* Extrait de texte *
# # # #
Pour la première fois de son histoire, l'Arabie saoudite organisait samedi des élections ouvertes aux femmes, candidates et électrices, un timide pas en avant vers l'égalité des sexes dans ce royaume ultra-conservateur régi par une version rigoriste de l'islam.
Les bureaux de vote ont ouvert à 08h00 locales (05h00 GMT) et des opérations électorales ont commencé dans le centre de Ryad.
L'Arabie saoudite était le dernier pays au monde à dénier à ses citoyennes le droit de vote. Ce royaume est l'un des plus restrictifs au monde pour les femmes qui n'ont pas le droit de conduire et doivent obtenir l'accord d'un homme pour travailler ou voyager.
Samedi, électeurs et électrices doivent choisir entre 6 000 candidats hommes et 900 femmes autorisées pour la première fois à se présenter.
Tous briguent un siège dans les 284 conseils municipaux, seules assemblées à être composées de représentants élus mais qui ont des pouvoirs limités.
La mixité dans les lieux publics étant interdite dans le royaume, les candidates en campagne n'ont pu rencontrer que leurs électrices, qui sont 119 000 à s'être inscrites pour la première fois sur une liste électorale, sur un total de près de 1,5 million d'électeurs, selon des chiffres officiels.
Des femmes ont affirmé que l'enregistrement des électrices avait été compliqué par des obstacles bureaucratiques, par un manque d'information et par le fait que les femmes ne peuvent pas conduire pour aller s'inscrire.
# # # #
* Consigne rédigée 1 *
Reproduisez sans aucune modification le passage de l'article sur les élections saoudiennes allant de « L'Arabie saoudite était » jusqu'à « des chiffres officiels. ».
* Consigne rédigée 2 *
Selon l'article sur les élections saoudiennes, pour quelle raison les candidates en campagne n'ont-elles pu s'adresser qu'à des électrices ? Répondez en une à trois phrases.
# # # #
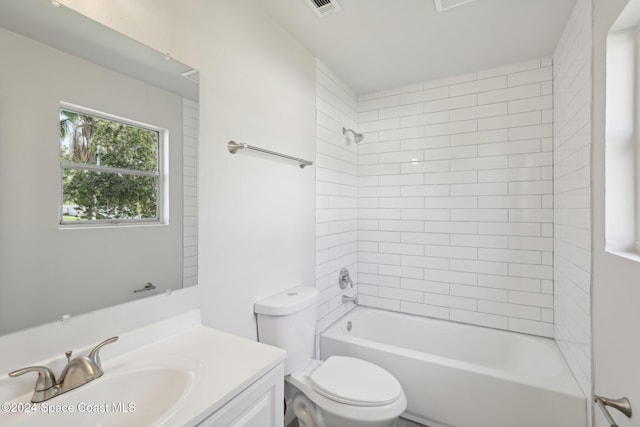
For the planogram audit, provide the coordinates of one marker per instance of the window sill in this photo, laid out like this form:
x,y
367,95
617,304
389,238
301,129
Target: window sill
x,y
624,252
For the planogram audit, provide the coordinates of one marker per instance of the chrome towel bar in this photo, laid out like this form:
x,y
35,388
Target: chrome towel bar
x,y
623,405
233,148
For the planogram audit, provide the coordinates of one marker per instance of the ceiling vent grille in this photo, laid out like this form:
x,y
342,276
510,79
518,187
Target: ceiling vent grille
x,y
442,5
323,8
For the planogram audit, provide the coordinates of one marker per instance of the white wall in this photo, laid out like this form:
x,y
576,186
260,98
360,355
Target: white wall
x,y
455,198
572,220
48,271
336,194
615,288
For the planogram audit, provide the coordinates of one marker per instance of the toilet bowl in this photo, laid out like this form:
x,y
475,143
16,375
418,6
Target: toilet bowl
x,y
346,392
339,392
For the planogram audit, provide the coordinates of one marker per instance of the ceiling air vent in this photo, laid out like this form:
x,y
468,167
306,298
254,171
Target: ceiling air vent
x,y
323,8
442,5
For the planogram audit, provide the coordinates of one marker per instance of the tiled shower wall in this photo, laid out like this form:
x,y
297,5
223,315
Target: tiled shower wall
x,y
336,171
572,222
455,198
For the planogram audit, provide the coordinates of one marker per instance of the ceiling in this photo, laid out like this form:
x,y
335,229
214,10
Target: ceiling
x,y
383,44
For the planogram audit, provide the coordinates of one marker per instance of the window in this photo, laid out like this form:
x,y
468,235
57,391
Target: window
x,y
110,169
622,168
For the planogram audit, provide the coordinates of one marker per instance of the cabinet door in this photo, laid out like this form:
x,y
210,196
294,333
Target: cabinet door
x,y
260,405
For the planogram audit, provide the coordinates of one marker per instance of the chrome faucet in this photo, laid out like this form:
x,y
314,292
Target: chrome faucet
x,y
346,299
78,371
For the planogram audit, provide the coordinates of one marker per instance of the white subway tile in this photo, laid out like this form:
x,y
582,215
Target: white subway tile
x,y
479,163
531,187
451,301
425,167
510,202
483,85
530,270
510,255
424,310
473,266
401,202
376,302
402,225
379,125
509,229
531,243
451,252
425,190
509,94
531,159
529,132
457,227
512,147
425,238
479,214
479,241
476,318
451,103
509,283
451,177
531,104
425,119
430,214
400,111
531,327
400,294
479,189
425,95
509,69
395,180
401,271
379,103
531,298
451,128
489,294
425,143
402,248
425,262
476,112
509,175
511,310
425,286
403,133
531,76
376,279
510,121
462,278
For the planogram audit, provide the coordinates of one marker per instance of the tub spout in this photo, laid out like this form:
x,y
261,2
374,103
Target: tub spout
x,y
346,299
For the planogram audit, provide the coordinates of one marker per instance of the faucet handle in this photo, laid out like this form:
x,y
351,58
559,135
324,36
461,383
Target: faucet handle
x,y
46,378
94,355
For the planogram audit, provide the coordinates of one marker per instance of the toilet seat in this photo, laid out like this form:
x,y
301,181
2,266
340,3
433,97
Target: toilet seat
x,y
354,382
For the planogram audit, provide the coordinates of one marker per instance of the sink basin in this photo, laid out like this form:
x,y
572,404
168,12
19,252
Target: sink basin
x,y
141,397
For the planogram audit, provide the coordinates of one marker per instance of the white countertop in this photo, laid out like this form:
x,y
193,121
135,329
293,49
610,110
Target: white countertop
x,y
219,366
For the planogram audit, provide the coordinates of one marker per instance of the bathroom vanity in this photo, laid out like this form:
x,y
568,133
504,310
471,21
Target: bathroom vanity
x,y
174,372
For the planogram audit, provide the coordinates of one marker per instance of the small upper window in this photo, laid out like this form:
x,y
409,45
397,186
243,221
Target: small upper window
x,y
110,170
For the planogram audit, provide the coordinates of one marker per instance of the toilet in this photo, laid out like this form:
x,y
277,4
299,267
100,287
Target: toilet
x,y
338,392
# # # #
* Solution proposée 1 *
L'Arabie saoudite était le dernier pays au monde à dénier à ses citoyennes le droit de vote. Ce royaume est l'un des plus restrictifs au monde pour les femmes qui n'ont pas le droit de conduire et doivent obtenir l'accord d'un homme pour travailler ou voyager.
Samedi, électeurs et électrices doivent choisir entre 6 000 candidats hommes et 900 femmes autorisées pour la première fois à se présenter.
Tous briguent un siège dans les 284 conseils municipaux, seules assemblées à être composées de représentants élus mais qui ont des pouvoirs limités.
La mixité dans les lieux publics étant interdite dans le royaume, les candidates en campagne n'ont pu rencontrer que leurs électrices, qui sont 119 000 à s'être inscrites pour la première fois sur une liste électorale, sur un total de près de 1,5 million d'électeurs, selon des chiffres officiels.

* Solution proposée 2 *
Les candidates n'ont pu rencontrer que leurs électrices, car la mixité dans les lieux publics est interdite dans le royaume.